What is asked
a – Return the interview passage about the Eastside all-ages music scene from "But yeah, a" to "of my youth.", word for word.
b – Can you take the interview about the Eastside all-ages music scene further, starting after its last line?

Source
— begin —
I feel like now that we're in the 2020s, people [in the Seattle music community] kind of take all-ages music for granted. And, you know, back in the day with the Teen Dance Ordinance, the Eastside was so important for all-ages music. I feel like that area was carrying the flag because there's so many talented bands that came out of that Eastside all-ages scene.

Yeah, it [was] just a bunch of bored suburban kids.

But yeah, a lot of pretty amazing bands came out of that scene. And there's a lot of them are still playing, like my buddy Yuuki Matthews, who I've collaborated with. He had a really great band called Seldom that I really loved. And he went on to play with Pedro the Lion, and he's in the Shins now. And then Casey Foubert from that band, he plays with Sufjan Stevens. And the Fleet Foxes guys all came out of that scene and the Blood Brothers, you know, [the sounds were] kind of all over the place. There was just a real DIY spirit. I think in that time, people are having a lot of basement shows. It was when people could still afford to live in houses in Seattle, so, yeah, there were a lot of house shows. Were a really big part of my youth.

So tell me about the early days of the band and recording those first two EPs that you all did.

Our first EP we recorded at the Kirkland Teen Center. They had just opened in 2000 or something like that, and they had a recording studio inside and Jeramy Koepping, he played in a band called Voyager One. But he was the house engineer, you know, he was teaching kids how to record and stuff. So they would let kids record for ... I think it was one hundred bucks for a whole demo.

Wow.

Yeah, it was something crazy like that. So we booked some time and we were super nervous about going into a studio recording. And our session was supposed to start on September 12th, 2001.

Oh no!
— end —
Data section
— begin —
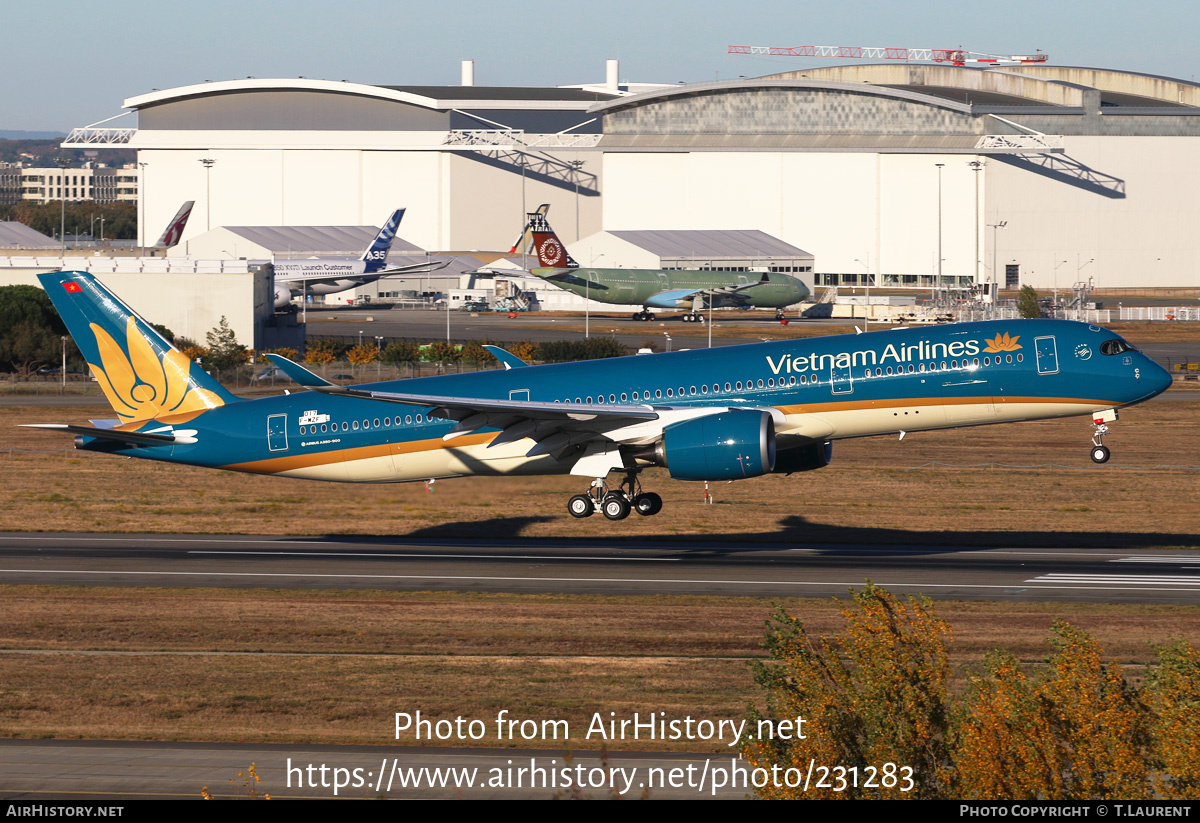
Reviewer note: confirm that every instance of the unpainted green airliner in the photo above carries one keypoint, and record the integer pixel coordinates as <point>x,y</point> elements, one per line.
<point>655,288</point>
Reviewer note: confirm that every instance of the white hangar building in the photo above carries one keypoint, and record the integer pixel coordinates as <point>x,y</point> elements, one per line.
<point>1035,175</point>
<point>1047,174</point>
<point>467,161</point>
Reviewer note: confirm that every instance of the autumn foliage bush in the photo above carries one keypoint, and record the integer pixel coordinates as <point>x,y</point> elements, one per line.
<point>1072,728</point>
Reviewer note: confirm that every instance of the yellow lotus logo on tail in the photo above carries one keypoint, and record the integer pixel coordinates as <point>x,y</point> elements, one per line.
<point>143,386</point>
<point>1002,343</point>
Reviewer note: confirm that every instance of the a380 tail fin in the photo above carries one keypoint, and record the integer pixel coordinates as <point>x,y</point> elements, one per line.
<point>142,374</point>
<point>376,256</point>
<point>174,229</point>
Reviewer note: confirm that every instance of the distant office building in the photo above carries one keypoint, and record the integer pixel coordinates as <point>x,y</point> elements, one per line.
<point>99,184</point>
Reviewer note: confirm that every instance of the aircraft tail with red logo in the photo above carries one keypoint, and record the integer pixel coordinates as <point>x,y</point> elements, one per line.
<point>550,250</point>
<point>174,229</point>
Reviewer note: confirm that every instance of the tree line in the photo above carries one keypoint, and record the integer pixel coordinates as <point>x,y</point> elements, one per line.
<point>1071,728</point>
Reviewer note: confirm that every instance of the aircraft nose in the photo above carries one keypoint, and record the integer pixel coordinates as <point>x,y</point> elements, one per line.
<point>1157,378</point>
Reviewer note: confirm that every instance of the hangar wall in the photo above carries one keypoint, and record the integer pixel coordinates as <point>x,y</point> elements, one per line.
<point>843,208</point>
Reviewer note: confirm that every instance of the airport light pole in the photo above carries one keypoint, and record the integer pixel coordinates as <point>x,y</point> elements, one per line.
<point>1059,263</point>
<point>63,162</point>
<point>576,164</point>
<point>867,314</point>
<point>145,203</point>
<point>939,289</point>
<point>977,167</point>
<point>208,191</point>
<point>995,277</point>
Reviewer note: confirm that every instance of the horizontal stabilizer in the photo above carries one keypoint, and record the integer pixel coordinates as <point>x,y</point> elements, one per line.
<point>298,372</point>
<point>136,438</point>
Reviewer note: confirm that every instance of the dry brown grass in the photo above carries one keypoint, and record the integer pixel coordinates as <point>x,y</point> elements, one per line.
<point>930,487</point>
<point>334,667</point>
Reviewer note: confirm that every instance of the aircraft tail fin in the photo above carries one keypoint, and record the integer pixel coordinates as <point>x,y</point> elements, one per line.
<point>174,229</point>
<point>523,239</point>
<point>376,256</point>
<point>551,252</point>
<point>142,374</point>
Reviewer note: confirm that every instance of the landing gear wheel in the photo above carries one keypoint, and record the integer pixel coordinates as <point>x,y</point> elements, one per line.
<point>647,504</point>
<point>581,505</point>
<point>616,508</point>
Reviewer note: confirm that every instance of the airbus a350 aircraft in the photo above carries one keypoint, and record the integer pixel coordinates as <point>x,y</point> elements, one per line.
<point>653,288</point>
<point>295,278</point>
<point>711,414</point>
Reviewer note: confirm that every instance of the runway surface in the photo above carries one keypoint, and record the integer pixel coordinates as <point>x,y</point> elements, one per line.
<point>619,566</point>
<point>65,770</point>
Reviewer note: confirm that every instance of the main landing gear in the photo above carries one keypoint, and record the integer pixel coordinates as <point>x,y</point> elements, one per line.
<point>1101,452</point>
<point>616,504</point>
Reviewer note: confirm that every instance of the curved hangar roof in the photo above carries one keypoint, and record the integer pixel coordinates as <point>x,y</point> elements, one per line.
<point>306,104</point>
<point>898,107</point>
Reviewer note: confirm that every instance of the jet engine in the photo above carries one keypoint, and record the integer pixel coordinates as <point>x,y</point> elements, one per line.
<point>804,458</point>
<point>726,445</point>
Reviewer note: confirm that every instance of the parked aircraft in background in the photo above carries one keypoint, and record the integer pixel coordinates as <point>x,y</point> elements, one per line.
<point>654,288</point>
<point>174,230</point>
<point>295,278</point>
<point>726,413</point>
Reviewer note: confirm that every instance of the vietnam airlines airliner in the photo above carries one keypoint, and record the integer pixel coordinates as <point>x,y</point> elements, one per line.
<point>727,413</point>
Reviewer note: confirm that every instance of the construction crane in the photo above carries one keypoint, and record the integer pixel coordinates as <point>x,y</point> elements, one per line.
<point>957,56</point>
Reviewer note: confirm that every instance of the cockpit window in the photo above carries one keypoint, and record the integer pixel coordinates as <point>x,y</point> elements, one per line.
<point>1115,346</point>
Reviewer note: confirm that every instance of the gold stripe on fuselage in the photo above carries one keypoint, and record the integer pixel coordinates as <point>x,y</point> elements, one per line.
<point>435,457</point>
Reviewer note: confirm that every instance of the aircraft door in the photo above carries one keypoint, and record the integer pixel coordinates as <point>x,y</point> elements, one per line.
<point>841,379</point>
<point>1048,355</point>
<point>277,432</point>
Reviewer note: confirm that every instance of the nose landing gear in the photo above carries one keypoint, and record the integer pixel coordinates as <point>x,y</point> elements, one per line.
<point>617,503</point>
<point>1101,452</point>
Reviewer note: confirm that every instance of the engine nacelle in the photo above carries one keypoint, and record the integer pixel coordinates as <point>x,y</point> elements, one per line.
<point>804,458</point>
<point>726,445</point>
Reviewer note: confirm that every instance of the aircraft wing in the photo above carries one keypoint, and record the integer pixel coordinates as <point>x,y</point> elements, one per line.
<point>115,434</point>
<point>553,427</point>
<point>675,296</point>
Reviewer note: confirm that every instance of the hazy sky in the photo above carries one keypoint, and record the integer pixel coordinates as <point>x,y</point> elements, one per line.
<point>69,62</point>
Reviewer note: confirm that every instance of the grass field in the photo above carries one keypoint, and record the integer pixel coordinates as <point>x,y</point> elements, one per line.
<point>333,667</point>
<point>1021,481</point>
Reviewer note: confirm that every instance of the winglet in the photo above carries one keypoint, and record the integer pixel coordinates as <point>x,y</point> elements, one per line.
<point>298,372</point>
<point>507,358</point>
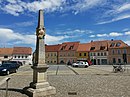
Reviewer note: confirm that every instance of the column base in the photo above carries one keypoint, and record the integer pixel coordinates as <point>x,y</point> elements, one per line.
<point>40,92</point>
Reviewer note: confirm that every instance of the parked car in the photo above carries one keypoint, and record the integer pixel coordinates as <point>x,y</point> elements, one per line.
<point>80,64</point>
<point>8,68</point>
<point>89,62</point>
<point>17,63</point>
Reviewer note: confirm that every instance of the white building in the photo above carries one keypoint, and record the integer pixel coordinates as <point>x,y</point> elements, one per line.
<point>22,54</point>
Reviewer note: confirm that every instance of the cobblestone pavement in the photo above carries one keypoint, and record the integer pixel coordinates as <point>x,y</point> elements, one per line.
<point>93,81</point>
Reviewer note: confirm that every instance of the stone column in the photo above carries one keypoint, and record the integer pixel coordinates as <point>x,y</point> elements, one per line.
<point>40,87</point>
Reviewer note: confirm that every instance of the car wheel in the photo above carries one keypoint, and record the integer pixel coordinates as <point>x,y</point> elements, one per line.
<point>7,72</point>
<point>16,70</point>
<point>86,66</point>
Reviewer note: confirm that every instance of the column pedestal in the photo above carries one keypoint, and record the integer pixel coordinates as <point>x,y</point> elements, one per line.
<point>39,87</point>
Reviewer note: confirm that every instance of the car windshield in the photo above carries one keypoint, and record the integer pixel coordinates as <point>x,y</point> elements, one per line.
<point>4,65</point>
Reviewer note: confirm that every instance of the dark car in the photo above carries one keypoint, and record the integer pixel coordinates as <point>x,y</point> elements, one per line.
<point>8,68</point>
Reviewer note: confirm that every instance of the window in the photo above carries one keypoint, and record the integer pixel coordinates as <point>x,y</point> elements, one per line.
<point>5,56</point>
<point>71,47</point>
<point>63,47</point>
<point>119,60</point>
<point>102,47</point>
<point>105,53</point>
<point>114,60</point>
<point>113,51</point>
<point>118,44</point>
<point>92,48</point>
<point>124,51</point>
<point>112,44</point>
<point>80,54</point>
<point>119,52</point>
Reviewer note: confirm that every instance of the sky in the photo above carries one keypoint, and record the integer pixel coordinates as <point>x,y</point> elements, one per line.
<point>64,20</point>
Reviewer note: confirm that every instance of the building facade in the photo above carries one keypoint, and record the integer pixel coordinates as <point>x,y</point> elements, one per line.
<point>52,54</point>
<point>22,54</point>
<point>5,54</point>
<point>67,52</point>
<point>120,55</point>
<point>82,53</point>
<point>99,52</point>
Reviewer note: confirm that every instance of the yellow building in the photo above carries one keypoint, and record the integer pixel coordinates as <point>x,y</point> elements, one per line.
<point>51,54</point>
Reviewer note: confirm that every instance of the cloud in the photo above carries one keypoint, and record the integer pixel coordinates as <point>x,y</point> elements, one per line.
<point>11,37</point>
<point>101,35</point>
<point>92,36</point>
<point>124,16</point>
<point>54,39</point>
<point>24,24</point>
<point>127,42</point>
<point>127,33</point>
<point>115,12</point>
<point>8,35</point>
<point>115,34</point>
<point>124,7</point>
<point>16,7</point>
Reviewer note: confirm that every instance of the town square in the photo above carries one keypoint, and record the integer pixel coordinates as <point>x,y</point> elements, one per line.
<point>60,48</point>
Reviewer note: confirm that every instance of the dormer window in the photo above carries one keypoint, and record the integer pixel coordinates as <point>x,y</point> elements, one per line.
<point>71,47</point>
<point>92,48</point>
<point>118,44</point>
<point>102,47</point>
<point>112,44</point>
<point>63,47</point>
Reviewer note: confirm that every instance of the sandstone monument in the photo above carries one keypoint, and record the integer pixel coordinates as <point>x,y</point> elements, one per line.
<point>40,87</point>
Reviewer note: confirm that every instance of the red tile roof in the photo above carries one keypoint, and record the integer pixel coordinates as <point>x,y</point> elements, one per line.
<point>84,47</point>
<point>106,44</point>
<point>52,48</point>
<point>99,45</point>
<point>66,46</point>
<point>6,51</point>
<point>22,50</point>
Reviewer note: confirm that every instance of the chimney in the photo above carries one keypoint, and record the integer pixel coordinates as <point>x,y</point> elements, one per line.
<point>91,40</point>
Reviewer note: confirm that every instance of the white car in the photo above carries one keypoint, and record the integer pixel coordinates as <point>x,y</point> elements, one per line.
<point>80,64</point>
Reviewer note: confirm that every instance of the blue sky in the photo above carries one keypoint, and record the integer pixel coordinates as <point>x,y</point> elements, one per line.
<point>65,21</point>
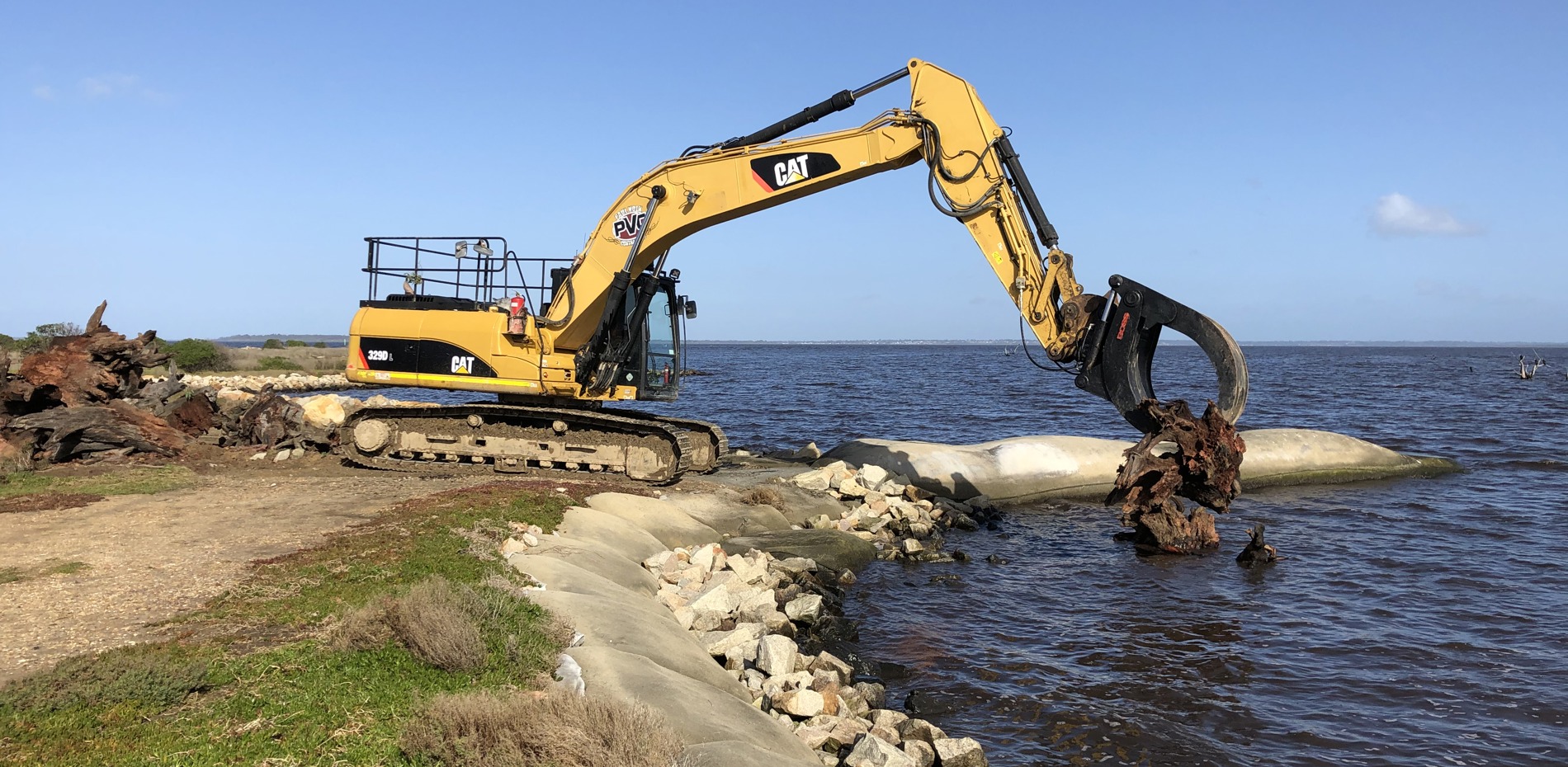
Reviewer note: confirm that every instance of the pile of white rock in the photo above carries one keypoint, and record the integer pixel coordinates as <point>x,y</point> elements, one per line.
<point>747,610</point>
<point>280,384</point>
<point>899,518</point>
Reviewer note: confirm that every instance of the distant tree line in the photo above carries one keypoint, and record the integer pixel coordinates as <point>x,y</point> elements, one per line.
<point>191,355</point>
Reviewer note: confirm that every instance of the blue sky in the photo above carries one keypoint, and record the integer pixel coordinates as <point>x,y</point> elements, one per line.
<point>1296,170</point>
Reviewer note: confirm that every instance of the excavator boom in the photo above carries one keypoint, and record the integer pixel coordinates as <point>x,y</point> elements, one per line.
<point>588,339</point>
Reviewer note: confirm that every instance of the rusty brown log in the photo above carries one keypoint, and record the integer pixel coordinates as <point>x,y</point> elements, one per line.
<point>1193,459</point>
<point>64,433</point>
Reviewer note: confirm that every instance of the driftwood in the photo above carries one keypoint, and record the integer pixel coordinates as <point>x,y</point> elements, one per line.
<point>94,367</point>
<point>1256,551</point>
<point>270,419</point>
<point>64,433</point>
<point>1202,464</point>
<point>83,396</point>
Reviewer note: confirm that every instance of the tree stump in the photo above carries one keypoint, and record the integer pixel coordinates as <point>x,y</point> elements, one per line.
<point>1193,459</point>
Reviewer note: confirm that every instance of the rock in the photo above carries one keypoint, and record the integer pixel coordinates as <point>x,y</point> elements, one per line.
<point>827,548</point>
<point>815,480</point>
<point>719,598</point>
<point>324,412</point>
<point>830,662</point>
<point>747,570</point>
<point>711,558</point>
<point>874,751</point>
<point>659,518</point>
<point>799,703</point>
<point>919,751</point>
<point>719,642</point>
<point>919,730</point>
<point>792,567</point>
<point>852,490</point>
<point>777,656</point>
<point>756,606</point>
<point>805,609</point>
<point>958,751</point>
<point>778,623</point>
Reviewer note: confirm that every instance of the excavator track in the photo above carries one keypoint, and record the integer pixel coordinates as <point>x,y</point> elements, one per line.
<point>529,440</point>
<point>709,450</point>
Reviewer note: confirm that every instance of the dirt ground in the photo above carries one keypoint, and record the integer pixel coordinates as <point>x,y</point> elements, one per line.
<point>151,558</point>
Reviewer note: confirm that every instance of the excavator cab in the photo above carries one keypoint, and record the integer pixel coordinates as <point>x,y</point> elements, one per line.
<point>656,369</point>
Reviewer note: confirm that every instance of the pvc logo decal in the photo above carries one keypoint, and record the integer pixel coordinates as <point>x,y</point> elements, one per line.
<point>782,170</point>
<point>627,222</point>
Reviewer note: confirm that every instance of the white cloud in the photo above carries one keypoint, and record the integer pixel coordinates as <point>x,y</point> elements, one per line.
<point>111,85</point>
<point>1397,215</point>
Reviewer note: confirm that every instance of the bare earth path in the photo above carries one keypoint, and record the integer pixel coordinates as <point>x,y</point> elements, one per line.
<point>151,558</point>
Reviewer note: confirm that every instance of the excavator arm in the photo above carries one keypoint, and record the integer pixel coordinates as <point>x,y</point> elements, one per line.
<point>974,176</point>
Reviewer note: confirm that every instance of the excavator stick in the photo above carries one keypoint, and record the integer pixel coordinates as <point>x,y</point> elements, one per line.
<point>1117,355</point>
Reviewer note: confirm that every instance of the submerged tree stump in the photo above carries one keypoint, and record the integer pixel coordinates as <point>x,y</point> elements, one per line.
<point>1193,459</point>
— end —
Answers for the exercise
a –
But yeah, a lot of pretty amazing bands came out of that scene. And there's a lot of them are still playing, like my buddy Yuuki Matthews, who I've collaborated with. He had a really great band called Seldom that I really loved. And he went on to play with Pedro the Lion, and he's in the Shins now. And then Casey Foubert from that band, he plays with Sufjan Stevens. And the Fleet Foxes guys all came out of that scene and the Blood Brothers, you know, [the sounds were] kind of all over the place. There was just a real DIY spirit. I think in that time, people are having a lot of basement shows. It was when people could still afford to live in houses in Seattle, so, yeah, there were a lot of house shows. Were a really big part of my youth.

b –
Yeah, and then 9/11 happened, and we started on September 16th. We waited a week. But it was a pretty heavy time to be making music, you know. But even back then, I felt really transported, like it was something we were supposed to be doing with our lives. It was a four-song EP and then our drummer's mom told us there was a new battle of the bands kind of thing at the EMP called Sound Off!. And so we ended up applying and we got in. And that was the very first Sound Off in 2002.

Oh wow. I had no clue y'all were in Sound Off!.

At the time, it was like there was kind of a snooty— because there was so much emphasis on DIY and punk aesthetics, people kind of looked down on stuff like being in the battle of the bands kind of competitions. And so we almost kind of like, we felt really out of place, but all the other bands were like ... I remember, there were bands from Kennewick and Spokane and kind of all over, you know, and a lot of them were pop-punk and there's a band that sounded kind of like Creed.

We actually didn't make it past the first round, but John Richards was one of the judges; he came up to us and he really complimented our set. So I gave him our CD and then he invited us to play on Audioasis. That's kind of how we started getting shows right after that. So that was a really huge moment for us, even though we didn't win. It's pretty amazing how much that the Sound Off! has grown over the years. The quality of the music is pretty incredible compared to like where we started.

Yeah, exactly. I feel as though Asahi may have set the tone for the prototypical Sound Off! band that doesn't win but kind of blows up anyway. I feel like that's kind of a thing now; even to be in [any round of] Sound Off!, you gain a following.

Yeah, I think it's it's definitely developed that reputation over the years. I'm really proud to be involved in the very beginning. It was kind of like the tipping point between indie-rock becoming more mainstream, maybe, or that distinction being so pronounced like it didn't matter anymore what was pop music, and indie. You know what I mean?

Yeah, and so with that, Asahi, you all make your debut record Head Above Water, which is kind of right in that era of indie-rock becoming quasi-mainstream. [This was] the era [you're speaking of], where it doesn't matter about adopting the DIY code [for credibility].

Yeah. I mean, we were still pretty firmly entrenched in that, and we were just trying to figure out who we were and trying to fit in. Especially back then, the music scene was like pretty white. We were one of the only, I think, Asian-fronted bands around.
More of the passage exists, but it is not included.